Edit the data below by replacing every occurrence of "exercise" with "activity". Leave all other text unchanged.
+++ Given data
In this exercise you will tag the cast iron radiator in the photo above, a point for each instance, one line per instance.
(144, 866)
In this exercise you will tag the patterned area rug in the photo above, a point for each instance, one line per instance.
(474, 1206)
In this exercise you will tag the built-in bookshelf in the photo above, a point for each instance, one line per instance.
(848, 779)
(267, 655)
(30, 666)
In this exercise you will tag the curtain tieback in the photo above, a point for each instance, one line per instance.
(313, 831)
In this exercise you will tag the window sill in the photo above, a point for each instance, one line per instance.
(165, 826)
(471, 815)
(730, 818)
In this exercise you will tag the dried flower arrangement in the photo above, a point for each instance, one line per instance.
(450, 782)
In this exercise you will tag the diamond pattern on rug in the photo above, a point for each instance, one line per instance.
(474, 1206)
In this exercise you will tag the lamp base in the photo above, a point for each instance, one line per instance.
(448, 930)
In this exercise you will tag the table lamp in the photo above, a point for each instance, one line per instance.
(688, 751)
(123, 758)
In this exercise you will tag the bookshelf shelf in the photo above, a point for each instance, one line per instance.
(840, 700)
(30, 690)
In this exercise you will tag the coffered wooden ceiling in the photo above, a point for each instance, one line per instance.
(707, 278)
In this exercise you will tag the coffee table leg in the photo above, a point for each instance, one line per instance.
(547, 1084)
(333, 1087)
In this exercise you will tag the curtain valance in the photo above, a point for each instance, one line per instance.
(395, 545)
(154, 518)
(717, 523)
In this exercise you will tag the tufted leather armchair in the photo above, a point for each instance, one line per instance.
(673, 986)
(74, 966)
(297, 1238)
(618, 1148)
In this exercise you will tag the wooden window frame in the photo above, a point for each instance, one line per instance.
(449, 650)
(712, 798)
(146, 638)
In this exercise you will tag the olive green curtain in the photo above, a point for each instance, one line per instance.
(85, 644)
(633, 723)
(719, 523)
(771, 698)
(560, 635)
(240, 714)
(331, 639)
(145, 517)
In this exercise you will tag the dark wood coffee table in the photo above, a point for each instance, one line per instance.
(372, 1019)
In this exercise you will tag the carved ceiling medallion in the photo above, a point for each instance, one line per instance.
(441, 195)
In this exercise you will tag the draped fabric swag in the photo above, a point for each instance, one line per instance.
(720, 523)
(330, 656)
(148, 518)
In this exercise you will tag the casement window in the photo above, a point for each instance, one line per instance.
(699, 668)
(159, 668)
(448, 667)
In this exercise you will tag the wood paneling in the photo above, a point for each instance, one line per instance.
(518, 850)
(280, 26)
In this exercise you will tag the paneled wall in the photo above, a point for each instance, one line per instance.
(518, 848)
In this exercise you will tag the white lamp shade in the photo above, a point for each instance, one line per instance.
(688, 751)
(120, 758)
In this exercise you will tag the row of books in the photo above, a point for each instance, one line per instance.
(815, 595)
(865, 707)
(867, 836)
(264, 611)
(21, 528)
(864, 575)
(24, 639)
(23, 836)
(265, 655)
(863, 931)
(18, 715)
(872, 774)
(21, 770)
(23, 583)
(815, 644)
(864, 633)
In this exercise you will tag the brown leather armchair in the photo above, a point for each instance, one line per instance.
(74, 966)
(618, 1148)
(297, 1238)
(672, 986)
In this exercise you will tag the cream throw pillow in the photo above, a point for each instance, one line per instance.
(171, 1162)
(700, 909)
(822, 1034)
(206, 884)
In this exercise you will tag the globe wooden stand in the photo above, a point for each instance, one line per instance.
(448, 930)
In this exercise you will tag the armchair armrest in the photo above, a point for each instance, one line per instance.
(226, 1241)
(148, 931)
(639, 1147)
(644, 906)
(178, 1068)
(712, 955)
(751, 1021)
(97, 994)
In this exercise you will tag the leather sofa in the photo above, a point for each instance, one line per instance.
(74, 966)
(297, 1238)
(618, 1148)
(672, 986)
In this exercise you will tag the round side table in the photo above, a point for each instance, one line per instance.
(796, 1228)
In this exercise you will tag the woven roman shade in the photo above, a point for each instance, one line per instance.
++++++
→ Response below:
In this activity you will tag the cast iron radiator in the photo above, a point for each instance, one line per instance.
(144, 866)
In this activity you will tag the patterned area rug in the photo above, a point for each instance, one line per instance.
(474, 1206)
In this activity you will tag the built-in bookshelf in the photo above, a point for each instance, one line per instance.
(848, 779)
(267, 655)
(30, 666)
In this activity you will tag the curtain tieback in the photo above, a point for each instance, one line per instance.
(313, 831)
In this activity you will tag the window sill in the photo above, a point for each instance, one line per instance.
(165, 826)
(471, 815)
(730, 818)
In this activity you will tag the dried flower arrangement in the photo above, a point for each instance, one line per instance.
(450, 782)
In this activity you will tag the diamond pattern on rug in the photo above, a point for each instance, one line per instance.
(474, 1206)
In this activity you will tag the lamp base in the photo above, a point for each instance, one line per instance.
(448, 930)
In this activity you will tag the table lamp in the photo above, a point for each instance, one line per instance.
(688, 751)
(123, 758)
In this activity you will tag the bookshelf shelf in the photo above, a point for each instance, one line per instance.
(840, 700)
(30, 690)
In this activity you will tag the coffered wooden ceiling in the photo above, a point for each instance, one line per instance.
(707, 278)
In this activity you will tag the coffee table leg in the photo above, a point for each instance, one line per instance.
(547, 1084)
(333, 1087)
In this activity you will tag the curtain valance in the photo above, a point for each instance, one line per instance.
(395, 545)
(154, 518)
(717, 523)
In this activity you will tag the tufted leather armchair in the photo above, a point for each instance, one line per instance.
(673, 986)
(74, 966)
(297, 1238)
(618, 1148)
In this activity you will tag the wooden window frame in the photo above, a point for each instance, one line per instance.
(449, 650)
(712, 798)
(146, 638)
In this activity you will tag the olive green curtain in the photo above, a point for each instance, one line per instance.
(85, 644)
(633, 723)
(719, 523)
(771, 698)
(560, 635)
(240, 714)
(331, 639)
(145, 517)
In this activity you will tag the dark wood coffee table in the photo above, a point for each instance, one line per instance.
(372, 1019)
In this activity you will tag the carved ceiling medallion in the photo above, a point for each instance, one line per instance.
(441, 195)
In this activity you will tag the draped fabric swag in the photo above, a point for each instance, one line per instance.
(720, 523)
(330, 656)
(148, 518)
In this activity you will tag the casement window in the photo above, a point for each instance, one line per instance.
(699, 668)
(159, 668)
(448, 667)
In this activity you will tag the wood paneling in the photo above, a point for each instance, one line per instance.
(518, 850)
(280, 26)
In this activity you will tag the paneled wall in the photo above, a point for each instance, one line per instance.
(518, 848)
In this activity you will tag the white lamp shade in the photo above, a point for each instance, one line per instance.
(688, 751)
(120, 758)
In this activity you will tag the row of books in the photo above, a point for each instance, one line per instance.
(815, 595)
(865, 707)
(867, 836)
(264, 611)
(21, 528)
(864, 575)
(24, 639)
(23, 836)
(265, 655)
(863, 931)
(18, 715)
(872, 774)
(21, 770)
(23, 583)
(815, 644)
(864, 633)
In this activity you will tag the brown leather armchair in the photo above, a point for each instance, one line per instance.
(74, 966)
(618, 1148)
(297, 1238)
(672, 986)
In this activity you will tag the cream throw pillow in the photo above, a point for each instance, one line per instance.
(171, 1162)
(700, 909)
(822, 1034)
(206, 884)
In this activity you will tag the globe wooden stand in the photo above, a point for each instance, one line per instance.
(448, 930)
In this activity you will tag the armchair armrest in the photo above, a point for each instance, one line per instance.
(226, 1241)
(148, 931)
(639, 1147)
(644, 906)
(178, 1068)
(712, 955)
(751, 1021)
(97, 994)
In this activity you will tag the leather sofa in the photo above, a point for each instance, one line per instance.
(74, 966)
(297, 1238)
(618, 1148)
(672, 986)
In this activity you will tag the round side table in the photo above, a point for each instance, one line per instance.
(796, 1228)
In this activity you will tag the woven roman shade in the photo above, a point for each instance, one line per instance.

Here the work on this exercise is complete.